- Opening Delimiter -

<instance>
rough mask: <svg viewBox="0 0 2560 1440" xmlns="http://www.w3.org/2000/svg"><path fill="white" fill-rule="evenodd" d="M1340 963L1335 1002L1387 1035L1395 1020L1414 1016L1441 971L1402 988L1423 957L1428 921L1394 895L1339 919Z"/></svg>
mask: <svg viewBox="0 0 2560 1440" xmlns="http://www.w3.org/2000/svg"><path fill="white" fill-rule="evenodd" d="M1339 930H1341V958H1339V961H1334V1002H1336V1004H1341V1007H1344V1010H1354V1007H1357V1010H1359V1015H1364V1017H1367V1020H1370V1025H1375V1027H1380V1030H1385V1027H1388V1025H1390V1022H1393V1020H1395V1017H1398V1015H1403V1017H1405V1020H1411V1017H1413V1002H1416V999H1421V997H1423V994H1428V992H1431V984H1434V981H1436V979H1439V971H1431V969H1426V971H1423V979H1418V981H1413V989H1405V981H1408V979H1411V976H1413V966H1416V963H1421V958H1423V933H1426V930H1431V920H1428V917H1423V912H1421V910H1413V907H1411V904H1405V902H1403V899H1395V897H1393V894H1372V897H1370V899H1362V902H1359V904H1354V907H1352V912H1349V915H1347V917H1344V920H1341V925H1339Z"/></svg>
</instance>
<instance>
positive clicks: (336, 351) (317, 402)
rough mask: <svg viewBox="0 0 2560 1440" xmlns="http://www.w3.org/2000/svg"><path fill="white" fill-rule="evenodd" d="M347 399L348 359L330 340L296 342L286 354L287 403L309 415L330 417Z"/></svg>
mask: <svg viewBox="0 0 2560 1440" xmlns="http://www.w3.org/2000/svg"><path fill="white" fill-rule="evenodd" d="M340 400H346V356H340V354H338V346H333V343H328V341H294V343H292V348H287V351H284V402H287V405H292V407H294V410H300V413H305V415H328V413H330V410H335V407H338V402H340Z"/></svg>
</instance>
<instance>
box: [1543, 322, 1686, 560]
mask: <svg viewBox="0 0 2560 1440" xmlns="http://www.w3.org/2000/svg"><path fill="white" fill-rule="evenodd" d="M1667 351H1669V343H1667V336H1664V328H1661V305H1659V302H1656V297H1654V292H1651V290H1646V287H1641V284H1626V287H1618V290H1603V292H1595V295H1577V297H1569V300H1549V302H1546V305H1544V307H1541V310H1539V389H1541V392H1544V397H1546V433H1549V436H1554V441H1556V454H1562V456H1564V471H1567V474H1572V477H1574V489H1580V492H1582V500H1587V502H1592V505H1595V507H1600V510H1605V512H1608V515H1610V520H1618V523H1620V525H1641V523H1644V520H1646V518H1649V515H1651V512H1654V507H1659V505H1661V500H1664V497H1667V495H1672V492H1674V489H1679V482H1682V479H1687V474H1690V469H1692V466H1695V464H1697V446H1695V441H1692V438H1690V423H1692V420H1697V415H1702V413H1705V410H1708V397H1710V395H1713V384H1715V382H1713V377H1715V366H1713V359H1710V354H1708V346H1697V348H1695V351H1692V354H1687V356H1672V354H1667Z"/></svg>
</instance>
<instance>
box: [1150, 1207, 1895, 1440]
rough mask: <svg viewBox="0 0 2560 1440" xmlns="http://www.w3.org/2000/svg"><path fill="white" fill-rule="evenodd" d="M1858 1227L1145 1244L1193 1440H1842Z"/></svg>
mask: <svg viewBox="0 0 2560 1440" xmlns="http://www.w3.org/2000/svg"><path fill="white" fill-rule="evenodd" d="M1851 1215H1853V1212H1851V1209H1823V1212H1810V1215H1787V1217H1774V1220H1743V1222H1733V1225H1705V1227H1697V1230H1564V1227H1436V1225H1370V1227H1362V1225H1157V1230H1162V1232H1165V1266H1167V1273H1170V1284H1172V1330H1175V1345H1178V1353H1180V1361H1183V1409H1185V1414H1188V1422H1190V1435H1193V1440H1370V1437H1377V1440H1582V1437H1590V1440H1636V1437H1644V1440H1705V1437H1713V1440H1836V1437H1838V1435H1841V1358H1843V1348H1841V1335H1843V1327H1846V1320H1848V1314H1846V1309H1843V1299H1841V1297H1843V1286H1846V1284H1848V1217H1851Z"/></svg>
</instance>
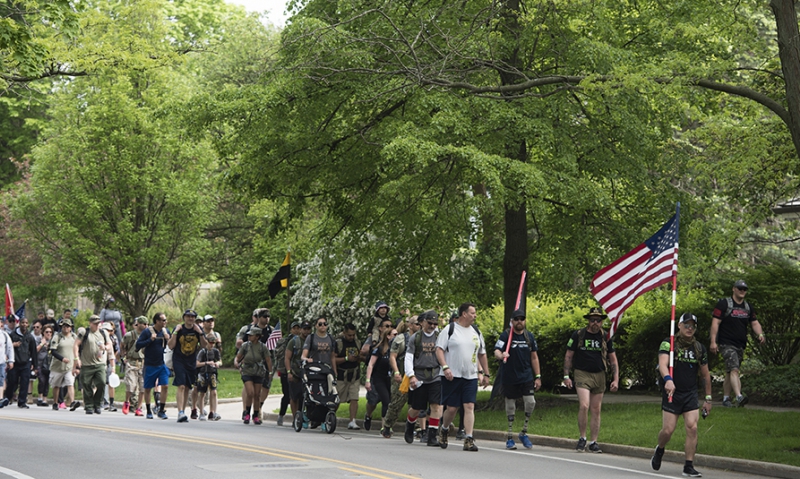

- Closing Delimiter -

▸ **Work instruction**:
Reproduce the data verbatim. Do not carry any picture into the copy.

▸ **Reply to the task**:
<instance>
rough mask: <svg viewBox="0 0 2560 1440" xmlns="http://www.w3.org/2000/svg"><path fill="white" fill-rule="evenodd" d="M1340 963L1335 1002L1387 1035L1395 1020L1414 1016L1441 971L1402 988L1423 957L1428 921L1394 895L1339 919Z"/></svg>
mask: <svg viewBox="0 0 2560 1440" xmlns="http://www.w3.org/2000/svg"><path fill="white" fill-rule="evenodd" d="M1339 930H1341V958H1339V961H1334V1002H1336V1004H1341V1007H1344V1010H1354V1007H1357V1010H1359V1015H1364V1017H1367V1020H1370V1025H1375V1027H1380V1030H1385V1027H1388V1025H1390V1022H1393V1020H1395V1017H1398V1015H1403V1017H1405V1020H1411V1017H1413V1002H1416V999H1421V997H1423V994H1428V992H1431V984H1434V981H1436V979H1439V971H1431V969H1426V971H1423V979H1418V981H1413V989H1405V981H1408V979H1411V976H1413V966H1416V963H1421V958H1423V933H1426V930H1431V920H1428V917H1423V912H1421V910H1413V907H1411V904H1405V902H1403V899H1395V897H1393V894H1372V897H1370V899H1362V902H1359V904H1354V907H1352V912H1349V915H1347V917H1344V920H1341V925H1339Z"/></svg>
</instance>
<instance>
positive clicks: (336, 351) (317, 402)
rough mask: <svg viewBox="0 0 2560 1440" xmlns="http://www.w3.org/2000/svg"><path fill="white" fill-rule="evenodd" d="M347 399L348 359L330 340L296 342L286 354L287 403L309 415L330 417Z"/></svg>
mask: <svg viewBox="0 0 2560 1440" xmlns="http://www.w3.org/2000/svg"><path fill="white" fill-rule="evenodd" d="M340 400H346V356H340V354H338V346H333V343H328V341H294V343H292V348H287V351H284V402H287V405H292V407H294V410H300V413H305V415H328V413H330V410H335V407H338V402H340Z"/></svg>
</instance>
<instance>
box: [1543, 322, 1686, 560]
mask: <svg viewBox="0 0 2560 1440" xmlns="http://www.w3.org/2000/svg"><path fill="white" fill-rule="evenodd" d="M1667 351H1669V343H1667V336H1664V328H1661V305H1659V302H1656V297H1654V292H1651V290H1646V287H1641V284H1626V287H1618V290H1603V292H1595V295H1577V297H1569V300H1549V302H1546V305H1544V307H1541V310H1539V389H1541V392H1544V397H1546V433H1549V436H1554V441H1556V454H1562V456H1564V471H1567V474H1572V477H1574V489H1580V492H1582V500H1587V502H1592V505H1595V507H1600V510H1605V512H1608V515H1610V520H1618V523H1620V525H1641V523H1644V520H1646V518H1649V515H1651V512H1654V507H1659V505H1661V500H1664V497H1667V495H1672V492H1674V489H1679V482H1682V479H1687V474H1690V469H1692V466H1695V464H1697V446H1695V441H1692V438H1690V423H1692V420H1697V415H1702V413H1705V410H1708V397H1710V395H1713V384H1715V382H1713V377H1715V366H1713V359H1710V354H1708V346H1697V348H1695V351H1692V354H1687V356H1672V354H1667Z"/></svg>
</instance>
<instance>
box: [1150, 1207, 1895, 1440]
rough mask: <svg viewBox="0 0 2560 1440" xmlns="http://www.w3.org/2000/svg"><path fill="white" fill-rule="evenodd" d="M1858 1227L1145 1244L1193 1440H1842Z"/></svg>
mask: <svg viewBox="0 0 2560 1440" xmlns="http://www.w3.org/2000/svg"><path fill="white" fill-rule="evenodd" d="M1851 1215H1853V1212H1851V1209H1823V1212H1810V1215H1787V1217H1774V1220H1743V1222H1733V1225H1705V1227H1697V1230H1564V1227H1436V1225H1370V1227H1362V1225H1157V1230H1162V1232H1165V1266H1167V1273H1170V1284H1172V1330H1175V1345H1178V1353H1180V1361H1183V1409H1185V1414H1188V1422H1190V1435H1193V1440H1370V1437H1377V1440H1582V1437H1590V1440H1636V1437H1644V1440H1705V1437H1713V1440H1836V1437H1838V1435H1841V1358H1843V1348H1841V1335H1843V1327H1846V1320H1848V1314H1846V1309H1843V1299H1841V1297H1843V1286H1846V1284H1848V1217H1851Z"/></svg>
</instance>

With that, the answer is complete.